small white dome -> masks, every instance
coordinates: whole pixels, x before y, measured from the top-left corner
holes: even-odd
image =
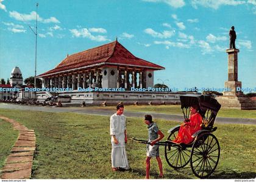
[[[11,72],[10,79],[22,79],[21,71],[19,67],[14,68]]]

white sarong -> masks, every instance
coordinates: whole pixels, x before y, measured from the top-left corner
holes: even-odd
[[[118,144],[115,144],[113,137],[111,137],[112,167],[121,167],[125,169],[129,168],[124,141],[125,130],[126,130],[125,116],[123,114],[121,116],[113,114],[110,117],[110,135],[116,136]]]

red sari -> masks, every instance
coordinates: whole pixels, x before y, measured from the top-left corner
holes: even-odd
[[[190,116],[190,121],[186,122],[185,125],[180,125],[178,135],[174,142],[188,144],[193,141],[191,136],[201,129],[200,125],[202,124],[202,117],[199,113],[196,113]]]

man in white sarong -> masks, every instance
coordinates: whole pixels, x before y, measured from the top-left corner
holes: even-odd
[[[126,117],[123,114],[124,105],[116,106],[116,113],[110,117],[110,135],[112,144],[111,159],[112,170],[129,168],[126,151]]]

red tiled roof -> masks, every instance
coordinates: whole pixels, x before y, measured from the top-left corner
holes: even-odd
[[[54,69],[37,77],[95,65],[123,65],[163,69],[165,68],[135,57],[117,41],[68,56]]]
[[[10,84],[0,84],[0,87],[2,88],[12,88]]]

• **Exercise goal**
Repeat each entry exactly as it appears; skip any picture.

• **Answer in full**
small white dome -> masks, every instance
coordinates: whole pixels, x before y, measured from the top-left corner
holes: even-odd
image =
[[[11,72],[10,79],[22,79],[21,71],[19,67],[14,68]]]

white sarong -> masks, every instance
coordinates: whole pixels, x before y, measured from the top-left corner
holes: even-odd
[[[118,144],[115,144],[113,137],[111,137],[112,167],[121,167],[125,169],[129,168],[124,141],[125,130],[126,130],[125,116],[123,114],[121,116],[113,114],[110,117],[110,135],[116,136]]]

red sari -> masks, every instance
coordinates: whole pixels, x before y, measured from the top-left corner
holes: even-odd
[[[190,116],[190,121],[186,122],[185,125],[180,125],[178,135],[174,142],[188,144],[193,141],[191,136],[201,129],[200,125],[202,124],[202,117],[199,113],[196,113]]]

man in white sarong -> masks, every instance
coordinates: whole pixels, x before y, measured from the top-left corner
holes: even-odd
[[[126,117],[123,114],[124,105],[116,106],[116,113],[110,117],[110,135],[112,144],[111,159],[112,170],[129,168],[126,151]]]

red tiled roof -> masks, every instance
coordinates: whole pixels, x before y, measured from the top-left corner
holes: even-odd
[[[54,69],[37,77],[95,65],[123,65],[163,69],[165,68],[135,57],[117,41],[68,56]]]
[[[10,84],[0,84],[0,87],[2,88],[12,88]]]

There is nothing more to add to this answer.